## YOUR TASK
Replace every "bounding box" with "box coordinates" in the data below and give all the lines again, otherwise unchanged. Leave out the pictures.

## DATA SUPPLIED

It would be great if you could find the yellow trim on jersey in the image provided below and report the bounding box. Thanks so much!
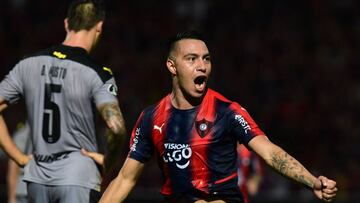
[103,66,112,75]
[53,51,66,59]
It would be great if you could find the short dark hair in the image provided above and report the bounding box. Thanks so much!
[66,0,106,32]
[168,30,206,57]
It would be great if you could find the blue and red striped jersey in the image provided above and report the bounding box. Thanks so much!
[128,89,264,200]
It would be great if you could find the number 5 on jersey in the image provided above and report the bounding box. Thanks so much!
[42,84,61,144]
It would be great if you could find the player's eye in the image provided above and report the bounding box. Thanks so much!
[187,56,196,62]
[204,56,211,62]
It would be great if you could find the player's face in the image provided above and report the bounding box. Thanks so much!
[172,39,211,98]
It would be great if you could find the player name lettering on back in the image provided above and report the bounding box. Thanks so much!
[41,66,66,79]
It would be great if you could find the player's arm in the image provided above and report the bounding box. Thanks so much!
[248,136,337,202]
[98,102,126,173]
[6,159,20,203]
[100,158,144,203]
[0,98,30,166]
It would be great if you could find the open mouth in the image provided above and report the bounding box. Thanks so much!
[194,75,207,91]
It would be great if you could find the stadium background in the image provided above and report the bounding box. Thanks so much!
[0,0,360,203]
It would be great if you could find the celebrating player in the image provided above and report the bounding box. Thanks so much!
[0,0,126,203]
[100,32,337,203]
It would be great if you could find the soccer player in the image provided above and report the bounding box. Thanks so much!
[237,144,264,203]
[100,32,337,203]
[0,0,126,203]
[6,122,32,203]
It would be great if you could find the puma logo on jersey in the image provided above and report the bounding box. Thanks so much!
[154,123,165,134]
[53,51,66,59]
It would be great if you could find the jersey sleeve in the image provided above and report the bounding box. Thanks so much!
[0,62,23,104]
[128,109,154,163]
[91,67,118,105]
[228,103,265,146]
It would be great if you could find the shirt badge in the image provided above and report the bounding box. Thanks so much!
[195,119,214,138]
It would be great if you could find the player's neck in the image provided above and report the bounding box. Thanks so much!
[63,30,95,53]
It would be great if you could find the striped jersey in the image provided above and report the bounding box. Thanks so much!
[0,45,117,190]
[128,89,264,202]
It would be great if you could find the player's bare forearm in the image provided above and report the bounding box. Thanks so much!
[248,136,316,188]
[100,103,126,135]
[270,148,316,188]
[99,103,126,175]
[0,113,30,167]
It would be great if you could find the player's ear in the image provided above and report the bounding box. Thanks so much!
[95,21,104,34]
[166,57,176,75]
[64,18,69,32]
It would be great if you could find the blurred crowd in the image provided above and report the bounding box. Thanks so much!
[0,0,360,202]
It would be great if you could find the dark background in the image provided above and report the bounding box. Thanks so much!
[0,0,360,202]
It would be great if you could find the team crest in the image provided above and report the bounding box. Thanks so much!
[195,119,213,138]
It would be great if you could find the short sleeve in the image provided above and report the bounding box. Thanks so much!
[128,112,154,163]
[0,62,23,104]
[228,103,265,146]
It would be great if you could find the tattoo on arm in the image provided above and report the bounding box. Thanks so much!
[271,151,314,188]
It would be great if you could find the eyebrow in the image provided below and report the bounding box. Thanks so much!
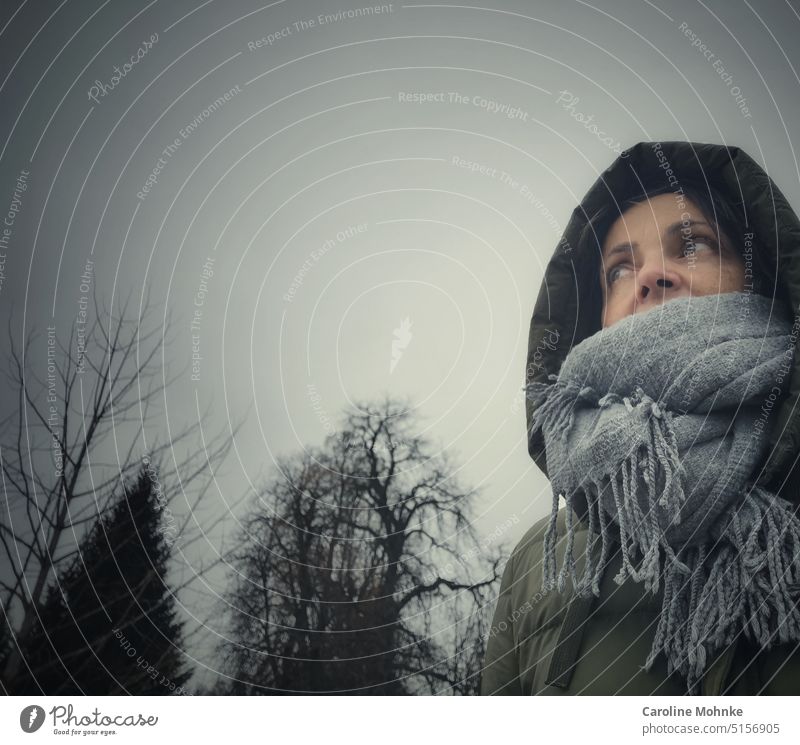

## OUTPUT
It would be great if you could find the yellow trim on jersey in the image provided below and report the box coordinates. Thanks so much!
[103,66,112,75]
[53,51,66,59]
It would be great if you could find the short dark hair in the image provided above and report the box coordinates. Thanks so much!
[66,0,106,32]
[168,30,206,57]
It would be great if you could find the blue and red striped jersey in the image provided above and report the box coordinates. Thanks so much!
[128,89,264,200]
It would be great if you could find the number 5 on jersey in the image provided above and report the box coordinates. Thanks so much!
[42,84,61,144]
It would be great if you could find the player's eye in the image provided above and report the box coordinates. Thanks so much!
[187,56,196,62]
[204,56,211,62]
It would be great if you could find the player's face in the image provided above and report the box coordinates. Thanks so much!
[172,39,211,98]
It would be great if you could find the player name lettering on back in the image provided above and report the box coordinates. Thanks so much!
[41,66,66,79]
It would be great if you could find the player's arm in the image provided above and report the box coordinates. Thanks so much!
[248,136,337,202]
[98,102,126,173]
[6,159,20,203]
[100,158,144,203]
[0,98,30,166]
It would be great if you could find the open mouth in the image provided above and report the box coordinates. Thanks so much!
[194,75,207,91]
It would be great if you could find the stadium background in the image provided above and report the box coordinates. Thanks so much!
[0,0,360,203]
It would be great if you could find the celebrating player in the image provided above and report the box coordinates. Thanks so much!
[0,0,126,203]
[100,32,337,203]
It would be great if you could find the soccer player in the image provided above and report the box coordinates. Thanks so much!
[237,144,264,203]
[100,32,337,203]
[0,0,126,203]
[6,122,32,203]
It would be great if you could find the puma logo on jersey in the image provided above and report the box coordinates. Thanks so much!
[154,123,165,134]
[53,51,66,59]
It would be great if you could find the jersey sleeve in the image provided above and report the box coordinates. Thanks so much!
[0,62,23,104]
[128,109,154,163]
[91,67,118,105]
[228,103,265,146]
It would be great if you could find the shirt badge in the image provided above and report the box coordinates. Thanks so much!
[195,119,214,138]
It would be great if you could find the player's neck in the image provided above and report the box coordinates. Thanks so much!
[63,30,95,53]
It would be great if you could find the striped jersey in the image provided above and report the box coordinates. Thanks so much!
[0,45,117,190]
[128,89,264,202]
It would be great if you could find the player's bare forearm in the image provided above and report the box coordinates. Thanks so much!
[248,136,316,188]
[100,103,126,135]
[270,148,316,188]
[99,103,126,175]
[0,113,30,167]
It would be great if you could find the player's ear in the image provided above and report the box coordinates. Thanks so much!
[95,21,104,34]
[166,57,176,75]
[64,18,69,32]
It would be great if you could find the blurred crowd in the image provided above and report the box coordinates. Thanks so much!
[0,0,360,202]
It would be great if you could find the dark background in the image provided above and report the box coordinates. Thanks so much!
[0,0,360,202]
It would be great if you could find the team crest in the image provided above and report the box coordinates. Thanks so much!
[195,119,213,138]
It would be great if you could find the short sleeve in the image provided above and report the box coordinates. Thanks so much!
[128,112,154,163]
[0,62,23,104]
[228,103,265,146]
It would be great if you could find the tattoo on arm in the image provided above and report the box coordinates. Thanks so much!
[271,151,314,188]
It would be great if you could find the eyebrow in the image provided below and report the box coordinates. Thanks so much!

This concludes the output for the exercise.